» TEXT SECTION:
Quick Links

Re: Bulk Insert and Index use

From:	Rudi Starcevic <tech(at)wildcash(dot)com>
To:	pgsql-performance(at)postgresql(dot)org
Subject:	Re: Bulk Insert and Index use
Date:	2004-08-11 03:33:33
Message-ID:	4119938D.6000609@wildcash.com
Views:	Whole Thread \| Raw Message \| Download mbox \| Resend email
Thread:
Lists:	pgsql-performance

Hi Jim,

Thanks for your time.

> If the bulk load has the possibility of duplicating data

Yes, each row will require either:

a) One SELECT + One INSERT
or
b) One SELECT + One UPDATE

I did think of using more than one table, ie. temp table.
As each month worth of data is added I expect to see
a change from lots of INSERTS to lots of UPDATES.

Perhaps when the UPDATES become more dominant it would
be best to start using Indexes.

While INSERTS are more prevelant perhaps a seq. scan is better.

I guess of all the options available it boils down to which
is quicker for my data: index or sequential scan.

Many thanks.

Jim J wrote:

> If the bulk load has the possibility of duplicating data, then you need
> to change methods. Try bulk loading into a temp table, index it like
> the original, eliminate the dups and merge the tables.
>
> It is also possible to do an insert from the temp table into the final
> table like:
> insert into original (x,x,x) (select temp.1, temp.2, etc from temp left
> join original on temp.street=original.street where original.street is null)

» STATED EXERCISE A:
In the mailing list post on bulk inserts, translate this sentence into Spanish: "Perhaps when the UPDATES become more dominant it would be best to start using Indexes."

» DATA SHOWN:
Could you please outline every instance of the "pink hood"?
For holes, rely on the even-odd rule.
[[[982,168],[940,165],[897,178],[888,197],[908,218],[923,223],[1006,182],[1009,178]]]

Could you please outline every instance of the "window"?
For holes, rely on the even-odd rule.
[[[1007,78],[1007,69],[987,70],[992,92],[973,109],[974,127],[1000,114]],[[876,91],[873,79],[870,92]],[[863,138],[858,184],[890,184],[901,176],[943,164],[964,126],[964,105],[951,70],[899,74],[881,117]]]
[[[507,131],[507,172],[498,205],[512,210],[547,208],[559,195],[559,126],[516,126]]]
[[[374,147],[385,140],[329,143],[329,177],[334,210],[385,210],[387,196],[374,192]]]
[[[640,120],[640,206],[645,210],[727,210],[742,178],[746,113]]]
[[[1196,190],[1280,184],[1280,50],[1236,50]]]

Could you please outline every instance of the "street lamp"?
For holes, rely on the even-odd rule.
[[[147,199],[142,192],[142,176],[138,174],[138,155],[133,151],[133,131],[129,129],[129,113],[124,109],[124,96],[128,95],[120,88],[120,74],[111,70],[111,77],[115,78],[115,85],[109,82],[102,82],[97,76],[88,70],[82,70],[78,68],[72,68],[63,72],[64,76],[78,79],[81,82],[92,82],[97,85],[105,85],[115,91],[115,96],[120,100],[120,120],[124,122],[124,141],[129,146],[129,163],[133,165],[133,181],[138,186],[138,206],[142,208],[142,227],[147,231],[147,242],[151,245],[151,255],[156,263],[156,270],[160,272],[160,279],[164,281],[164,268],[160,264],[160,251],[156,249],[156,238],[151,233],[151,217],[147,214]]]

» STATED EXERCISE B:
Copy the records from their first line up to and including the line with "[[[1196,190],[1280,184],[1280,50],[1236,50]]]", requests included, and offset every polygon coordinate in the answers by adding 105.

» COMPLETE OUTPUT A:
Quizás, cuando los UPDATES se vuelvan más dominantes, lo mejor sería empezar a usar índices.

» COMPLETE OUTPUT B:
Could you please outline every instance of the "pink hood"?
For holes, rely on the even-odd rule.
[[[1087,273],[1045,270],[1002,283],[993,302],[1013,323],[1028,328],[1111,287],[1114,283]]]

Could you please outline every instance of the "window"?
For holes, rely on the even-odd rule.
[[[1112,183],[1112,174],[1092,175],[1097,197],[1078,214],[1079,232],[1105,219]],[[981,196],[978,184],[975,197]],[[968,243],[963,289],[995,289],[1006,281],[1048,269],[1069,231],[1069,210],[1056,175],[1004,179],[986,222]]]
[[[612,236],[612,277],[603,310],[617,315],[652,313],[664,300],[664,231],[621,231]]]
[[[479,252],[490,245],[434,248],[434,282],[439,315],[490,315],[492,301],[479,297]]]
[[[745,225],[745,311],[750,315],[832,315],[847,283],[851,218]]]
[[[1301,295],[1385,289],[1385,155],[1341,155]]]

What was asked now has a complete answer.